What is needed here is an exact transcription of the entries that follow.

Items listed in a dataset
.....
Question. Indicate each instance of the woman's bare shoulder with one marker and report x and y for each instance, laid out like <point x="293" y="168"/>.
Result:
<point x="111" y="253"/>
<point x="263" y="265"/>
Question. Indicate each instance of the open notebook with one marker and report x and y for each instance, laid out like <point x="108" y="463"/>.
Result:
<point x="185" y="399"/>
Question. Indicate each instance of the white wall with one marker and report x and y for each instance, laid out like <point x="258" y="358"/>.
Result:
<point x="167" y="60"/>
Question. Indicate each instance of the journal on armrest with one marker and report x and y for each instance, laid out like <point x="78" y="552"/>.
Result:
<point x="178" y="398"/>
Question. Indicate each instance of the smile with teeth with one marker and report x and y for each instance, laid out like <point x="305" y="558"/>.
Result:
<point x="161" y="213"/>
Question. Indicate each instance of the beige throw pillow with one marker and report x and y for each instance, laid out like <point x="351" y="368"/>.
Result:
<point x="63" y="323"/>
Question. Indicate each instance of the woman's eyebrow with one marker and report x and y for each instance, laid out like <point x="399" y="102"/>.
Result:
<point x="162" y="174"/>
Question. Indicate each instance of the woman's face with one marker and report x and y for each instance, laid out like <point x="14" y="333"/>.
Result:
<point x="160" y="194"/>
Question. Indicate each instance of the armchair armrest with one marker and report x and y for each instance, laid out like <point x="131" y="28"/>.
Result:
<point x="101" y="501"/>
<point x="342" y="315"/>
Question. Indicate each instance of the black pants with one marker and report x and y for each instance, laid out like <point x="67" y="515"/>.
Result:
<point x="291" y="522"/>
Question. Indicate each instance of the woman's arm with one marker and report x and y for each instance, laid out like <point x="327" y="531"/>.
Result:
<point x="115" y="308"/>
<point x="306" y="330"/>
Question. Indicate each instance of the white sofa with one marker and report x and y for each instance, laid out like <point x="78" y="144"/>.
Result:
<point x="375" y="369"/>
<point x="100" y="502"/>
.....
== Written solution ==
Question. Indicate each instance of the woman's bare shoulder with one marker and report x and y for each instance, laid out like <point x="293" y="168"/>.
Result:
<point x="111" y="253"/>
<point x="263" y="265"/>
Question. Indicate each instance of the open notebook with one marker and report x and y for each instance, laid out like <point x="108" y="463"/>.
Result:
<point x="185" y="399"/>
Question. Indicate each instance of the white wall with one marker and report x and y for each instance, laid out like <point x="258" y="358"/>.
Result:
<point x="167" y="60"/>
Question. Indicate each instance of the journal on armrest with one marker and report x and y for each instance, laid out like <point x="78" y="552"/>.
Result:
<point x="178" y="398"/>
Question. Indicate each instance of the smile with teeth with one marker and report x and y for each instance, laid out like <point x="305" y="558"/>.
Result:
<point x="161" y="213"/>
Question. Indicate each instance of the beige throw pillow with one marker and report x and y for each instance, laid out like <point x="351" y="368"/>.
Result:
<point x="63" y="323"/>
Question. Indicate each instance of the woman's eyebrow with one marker and report x and y for each instance, laid out like <point x="399" y="102"/>.
Result:
<point x="162" y="174"/>
Question. Indicate each instance of the woman's face with one marker and report x and y for each instance, laid out like <point x="14" y="333"/>.
Result:
<point x="160" y="194"/>
Question. Indicate each instance of the armchair armrest with one marker and report x and y for each instance, laid out like <point x="131" y="28"/>.
Result:
<point x="101" y="501"/>
<point x="342" y="315"/>
Question. Indicate each instance of the black pants with one marker and report x and y for each instance, laid out like <point x="67" y="515"/>.
Result:
<point x="291" y="522"/>
Question. Indicate each instance of the woman's arm with one marker and report x and y for each instance, laid out like <point x="327" y="531"/>.
Result:
<point x="115" y="308"/>
<point x="306" y="330"/>
Question. Indicate each instance of the white sofa with one marker and report x and y for each instance, laid out like <point x="78" y="144"/>.
Result:
<point x="375" y="369"/>
<point x="100" y="502"/>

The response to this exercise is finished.